* [Record extracts]

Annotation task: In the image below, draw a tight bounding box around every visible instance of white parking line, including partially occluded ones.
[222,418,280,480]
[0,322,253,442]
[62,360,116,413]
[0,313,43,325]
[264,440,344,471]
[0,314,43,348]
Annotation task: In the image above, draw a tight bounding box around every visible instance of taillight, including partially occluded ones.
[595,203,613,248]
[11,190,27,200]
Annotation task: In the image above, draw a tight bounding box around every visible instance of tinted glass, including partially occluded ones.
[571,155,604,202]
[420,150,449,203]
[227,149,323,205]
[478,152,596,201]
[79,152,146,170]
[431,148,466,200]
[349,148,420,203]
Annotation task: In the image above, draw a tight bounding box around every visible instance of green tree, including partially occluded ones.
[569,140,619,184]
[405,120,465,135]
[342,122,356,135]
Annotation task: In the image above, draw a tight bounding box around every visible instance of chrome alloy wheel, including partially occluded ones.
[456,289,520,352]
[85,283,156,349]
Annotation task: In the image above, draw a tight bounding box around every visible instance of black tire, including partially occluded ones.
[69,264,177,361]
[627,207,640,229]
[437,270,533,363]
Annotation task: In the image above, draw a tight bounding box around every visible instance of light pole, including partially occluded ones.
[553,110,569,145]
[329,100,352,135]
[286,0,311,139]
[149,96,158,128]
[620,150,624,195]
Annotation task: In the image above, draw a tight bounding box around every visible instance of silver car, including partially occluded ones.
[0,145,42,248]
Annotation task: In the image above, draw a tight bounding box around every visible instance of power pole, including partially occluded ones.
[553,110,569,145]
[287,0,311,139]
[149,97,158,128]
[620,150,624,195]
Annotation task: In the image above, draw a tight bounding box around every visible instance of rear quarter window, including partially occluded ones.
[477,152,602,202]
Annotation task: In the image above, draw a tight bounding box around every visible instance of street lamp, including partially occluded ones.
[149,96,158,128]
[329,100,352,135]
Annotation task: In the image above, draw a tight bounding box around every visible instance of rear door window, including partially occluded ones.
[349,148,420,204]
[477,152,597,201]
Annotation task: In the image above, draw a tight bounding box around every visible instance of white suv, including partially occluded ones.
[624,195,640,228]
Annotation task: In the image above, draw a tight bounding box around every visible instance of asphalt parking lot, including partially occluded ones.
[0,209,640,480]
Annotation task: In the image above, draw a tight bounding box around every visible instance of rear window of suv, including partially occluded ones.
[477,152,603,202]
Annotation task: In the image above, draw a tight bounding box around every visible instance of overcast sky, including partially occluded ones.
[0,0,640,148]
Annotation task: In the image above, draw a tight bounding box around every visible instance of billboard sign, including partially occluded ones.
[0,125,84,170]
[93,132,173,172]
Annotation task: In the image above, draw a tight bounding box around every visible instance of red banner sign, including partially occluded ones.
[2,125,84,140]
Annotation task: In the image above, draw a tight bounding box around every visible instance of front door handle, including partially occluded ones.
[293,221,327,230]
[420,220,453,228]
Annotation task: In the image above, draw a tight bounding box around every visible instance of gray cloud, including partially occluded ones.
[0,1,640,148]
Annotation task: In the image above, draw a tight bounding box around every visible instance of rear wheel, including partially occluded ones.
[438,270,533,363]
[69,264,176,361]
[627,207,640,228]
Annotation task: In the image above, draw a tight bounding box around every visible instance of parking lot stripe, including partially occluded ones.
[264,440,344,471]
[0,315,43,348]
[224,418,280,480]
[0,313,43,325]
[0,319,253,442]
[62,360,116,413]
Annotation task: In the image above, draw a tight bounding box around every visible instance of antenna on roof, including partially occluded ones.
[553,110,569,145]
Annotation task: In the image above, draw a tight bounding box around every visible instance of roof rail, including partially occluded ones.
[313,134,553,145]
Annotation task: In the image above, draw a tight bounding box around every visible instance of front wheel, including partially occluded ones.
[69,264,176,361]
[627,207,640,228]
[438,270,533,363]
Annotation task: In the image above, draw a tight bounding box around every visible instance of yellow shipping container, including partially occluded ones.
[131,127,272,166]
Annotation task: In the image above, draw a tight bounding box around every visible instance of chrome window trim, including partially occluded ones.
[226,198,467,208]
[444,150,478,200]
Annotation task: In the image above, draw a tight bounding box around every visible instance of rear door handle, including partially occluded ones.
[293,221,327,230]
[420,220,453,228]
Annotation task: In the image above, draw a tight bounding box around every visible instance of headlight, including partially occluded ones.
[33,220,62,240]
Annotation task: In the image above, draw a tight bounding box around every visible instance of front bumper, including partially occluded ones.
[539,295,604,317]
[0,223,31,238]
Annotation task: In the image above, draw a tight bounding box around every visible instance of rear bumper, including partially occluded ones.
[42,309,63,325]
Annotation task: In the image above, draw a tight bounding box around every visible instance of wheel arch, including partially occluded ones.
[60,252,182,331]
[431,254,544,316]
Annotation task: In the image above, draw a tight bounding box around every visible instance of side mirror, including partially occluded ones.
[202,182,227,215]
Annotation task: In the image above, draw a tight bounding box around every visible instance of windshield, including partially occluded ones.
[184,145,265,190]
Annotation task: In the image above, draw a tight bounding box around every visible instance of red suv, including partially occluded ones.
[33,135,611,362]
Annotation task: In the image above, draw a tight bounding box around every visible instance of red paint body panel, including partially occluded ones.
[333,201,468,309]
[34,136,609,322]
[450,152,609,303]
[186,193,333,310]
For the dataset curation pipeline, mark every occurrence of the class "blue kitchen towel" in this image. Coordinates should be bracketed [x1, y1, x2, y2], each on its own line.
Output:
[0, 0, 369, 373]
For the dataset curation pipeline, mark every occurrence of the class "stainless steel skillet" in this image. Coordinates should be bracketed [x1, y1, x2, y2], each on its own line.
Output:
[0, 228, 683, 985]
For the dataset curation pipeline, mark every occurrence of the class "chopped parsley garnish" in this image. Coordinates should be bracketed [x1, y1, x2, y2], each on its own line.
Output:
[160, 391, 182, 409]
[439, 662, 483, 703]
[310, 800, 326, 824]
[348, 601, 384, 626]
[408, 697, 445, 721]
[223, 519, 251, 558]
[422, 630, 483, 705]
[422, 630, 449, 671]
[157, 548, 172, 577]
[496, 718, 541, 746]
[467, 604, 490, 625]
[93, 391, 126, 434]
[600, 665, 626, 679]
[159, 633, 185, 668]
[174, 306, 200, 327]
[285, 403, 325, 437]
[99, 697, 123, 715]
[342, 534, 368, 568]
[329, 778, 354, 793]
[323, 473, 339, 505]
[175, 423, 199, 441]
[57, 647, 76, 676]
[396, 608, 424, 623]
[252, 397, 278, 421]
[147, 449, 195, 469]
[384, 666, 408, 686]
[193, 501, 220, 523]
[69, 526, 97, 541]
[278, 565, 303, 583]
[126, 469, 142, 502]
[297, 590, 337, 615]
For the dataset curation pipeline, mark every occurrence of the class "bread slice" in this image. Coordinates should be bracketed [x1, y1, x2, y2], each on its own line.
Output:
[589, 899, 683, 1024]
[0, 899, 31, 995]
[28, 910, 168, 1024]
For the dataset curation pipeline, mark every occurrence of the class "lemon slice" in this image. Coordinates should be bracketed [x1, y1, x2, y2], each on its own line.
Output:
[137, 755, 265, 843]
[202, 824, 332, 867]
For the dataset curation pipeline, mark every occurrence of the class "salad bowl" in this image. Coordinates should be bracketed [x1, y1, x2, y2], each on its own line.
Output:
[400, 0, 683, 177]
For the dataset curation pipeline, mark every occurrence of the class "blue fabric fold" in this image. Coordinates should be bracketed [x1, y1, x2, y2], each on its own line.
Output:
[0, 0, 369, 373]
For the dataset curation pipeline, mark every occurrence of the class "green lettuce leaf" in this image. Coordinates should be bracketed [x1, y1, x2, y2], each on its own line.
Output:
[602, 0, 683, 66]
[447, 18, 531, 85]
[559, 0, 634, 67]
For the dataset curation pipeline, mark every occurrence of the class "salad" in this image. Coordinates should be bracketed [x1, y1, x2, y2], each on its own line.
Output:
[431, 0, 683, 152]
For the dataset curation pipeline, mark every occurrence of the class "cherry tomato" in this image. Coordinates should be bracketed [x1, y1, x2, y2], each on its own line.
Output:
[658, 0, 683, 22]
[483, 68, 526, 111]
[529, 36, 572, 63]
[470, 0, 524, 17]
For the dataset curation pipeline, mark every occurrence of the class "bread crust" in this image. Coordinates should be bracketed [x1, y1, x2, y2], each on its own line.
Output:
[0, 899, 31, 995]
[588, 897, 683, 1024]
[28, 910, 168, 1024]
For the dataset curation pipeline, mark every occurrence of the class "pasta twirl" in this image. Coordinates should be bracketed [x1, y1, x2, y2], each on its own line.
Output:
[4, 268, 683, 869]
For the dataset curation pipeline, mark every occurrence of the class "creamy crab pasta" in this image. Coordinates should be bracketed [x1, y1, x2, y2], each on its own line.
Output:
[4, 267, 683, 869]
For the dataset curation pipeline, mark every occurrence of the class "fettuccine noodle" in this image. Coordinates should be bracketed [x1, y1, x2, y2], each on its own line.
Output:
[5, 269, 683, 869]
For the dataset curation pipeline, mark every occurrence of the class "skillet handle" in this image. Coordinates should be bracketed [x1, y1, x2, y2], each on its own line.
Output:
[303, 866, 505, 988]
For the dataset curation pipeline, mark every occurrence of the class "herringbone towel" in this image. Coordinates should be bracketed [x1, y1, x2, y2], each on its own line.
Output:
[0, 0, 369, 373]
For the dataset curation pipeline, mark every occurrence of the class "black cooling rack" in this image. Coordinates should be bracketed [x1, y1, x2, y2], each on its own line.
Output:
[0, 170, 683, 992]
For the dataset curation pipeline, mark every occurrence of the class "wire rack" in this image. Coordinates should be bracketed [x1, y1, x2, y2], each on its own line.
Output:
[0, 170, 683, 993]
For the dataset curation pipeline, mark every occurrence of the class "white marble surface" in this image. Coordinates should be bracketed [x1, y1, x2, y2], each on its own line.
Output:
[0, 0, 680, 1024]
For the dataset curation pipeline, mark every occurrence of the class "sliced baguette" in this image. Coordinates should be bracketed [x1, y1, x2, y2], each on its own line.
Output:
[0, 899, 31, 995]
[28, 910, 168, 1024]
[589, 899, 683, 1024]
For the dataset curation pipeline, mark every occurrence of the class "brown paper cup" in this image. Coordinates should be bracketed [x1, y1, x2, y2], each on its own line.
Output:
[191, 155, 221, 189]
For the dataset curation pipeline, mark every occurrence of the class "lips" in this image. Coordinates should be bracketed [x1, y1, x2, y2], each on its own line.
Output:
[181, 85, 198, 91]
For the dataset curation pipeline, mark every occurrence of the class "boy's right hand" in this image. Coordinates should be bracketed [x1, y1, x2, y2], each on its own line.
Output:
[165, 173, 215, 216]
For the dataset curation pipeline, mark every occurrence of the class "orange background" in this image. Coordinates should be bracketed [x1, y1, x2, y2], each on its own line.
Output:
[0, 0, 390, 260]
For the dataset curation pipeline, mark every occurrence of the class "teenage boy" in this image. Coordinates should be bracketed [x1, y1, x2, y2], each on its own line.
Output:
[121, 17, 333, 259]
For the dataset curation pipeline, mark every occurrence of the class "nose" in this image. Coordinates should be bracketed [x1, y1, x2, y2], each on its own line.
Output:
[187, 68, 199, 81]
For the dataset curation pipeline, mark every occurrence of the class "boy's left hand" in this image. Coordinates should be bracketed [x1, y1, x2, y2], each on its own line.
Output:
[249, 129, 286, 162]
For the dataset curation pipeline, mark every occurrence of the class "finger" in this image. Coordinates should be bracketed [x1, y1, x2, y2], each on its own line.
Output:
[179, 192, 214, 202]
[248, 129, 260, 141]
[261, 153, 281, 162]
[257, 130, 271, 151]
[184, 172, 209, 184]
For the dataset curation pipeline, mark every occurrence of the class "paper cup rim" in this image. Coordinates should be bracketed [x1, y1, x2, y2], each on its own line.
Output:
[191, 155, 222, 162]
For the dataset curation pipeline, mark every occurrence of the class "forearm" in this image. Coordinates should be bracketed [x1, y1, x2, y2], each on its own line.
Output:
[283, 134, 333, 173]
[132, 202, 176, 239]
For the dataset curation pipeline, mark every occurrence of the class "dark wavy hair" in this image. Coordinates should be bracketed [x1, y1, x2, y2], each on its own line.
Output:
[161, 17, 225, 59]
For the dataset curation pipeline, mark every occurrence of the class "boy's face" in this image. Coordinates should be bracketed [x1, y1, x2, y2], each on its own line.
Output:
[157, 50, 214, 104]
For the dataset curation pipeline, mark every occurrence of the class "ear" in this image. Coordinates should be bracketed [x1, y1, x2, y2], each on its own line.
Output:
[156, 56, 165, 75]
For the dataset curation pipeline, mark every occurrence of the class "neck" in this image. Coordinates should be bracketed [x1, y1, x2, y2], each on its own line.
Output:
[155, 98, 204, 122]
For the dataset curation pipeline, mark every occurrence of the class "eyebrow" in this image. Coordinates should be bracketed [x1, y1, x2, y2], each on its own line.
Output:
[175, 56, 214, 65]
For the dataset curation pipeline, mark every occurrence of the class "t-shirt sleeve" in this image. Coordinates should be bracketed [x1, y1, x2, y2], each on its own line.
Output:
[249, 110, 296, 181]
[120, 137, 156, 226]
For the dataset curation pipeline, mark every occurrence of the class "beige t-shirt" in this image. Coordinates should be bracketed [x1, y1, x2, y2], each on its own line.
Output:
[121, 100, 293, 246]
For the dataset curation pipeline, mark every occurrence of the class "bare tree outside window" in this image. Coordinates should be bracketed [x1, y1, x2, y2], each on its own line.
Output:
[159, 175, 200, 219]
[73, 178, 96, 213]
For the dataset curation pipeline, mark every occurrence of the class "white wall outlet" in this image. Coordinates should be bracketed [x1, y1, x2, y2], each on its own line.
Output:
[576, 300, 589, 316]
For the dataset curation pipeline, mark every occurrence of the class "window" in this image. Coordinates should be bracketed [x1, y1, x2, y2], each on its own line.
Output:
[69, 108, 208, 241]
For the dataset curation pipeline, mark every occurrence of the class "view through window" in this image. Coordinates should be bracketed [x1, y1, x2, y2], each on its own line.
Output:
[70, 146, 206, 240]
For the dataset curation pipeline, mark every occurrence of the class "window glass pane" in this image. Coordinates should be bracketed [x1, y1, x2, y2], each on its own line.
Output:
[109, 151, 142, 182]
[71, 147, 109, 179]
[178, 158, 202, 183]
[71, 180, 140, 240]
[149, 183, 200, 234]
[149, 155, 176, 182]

* [To do]
Turn the stretch of entries from the line containing "quarter window, including partially occluded ones." through the line containing "[624,195,640,228]" into a numbered list, one line per item, with any blank lines left out.

* [Reply to the exercise]
1. Annotation task: In the image above, draw a tight bounding box around every visible instance of rear quarter window, including partially occluded ones.
2. [477,152,602,202]
3. Annotation task: In the image above, draw a tight bounding box around every visible instance of street lamp, including partially occluded ones.
4. [149,96,158,128]
5. [329,100,352,135]
6. Annotation task: In the image above, draw a tight bounding box around every visible instance of rear door window, including partially occluded ones.
7. [349,148,420,204]
8. [477,152,597,201]
9. Annotation task: In the image above, draw a tight bounding box around every visible instance of white suv, including partially occluded ones.
10. [624,195,640,228]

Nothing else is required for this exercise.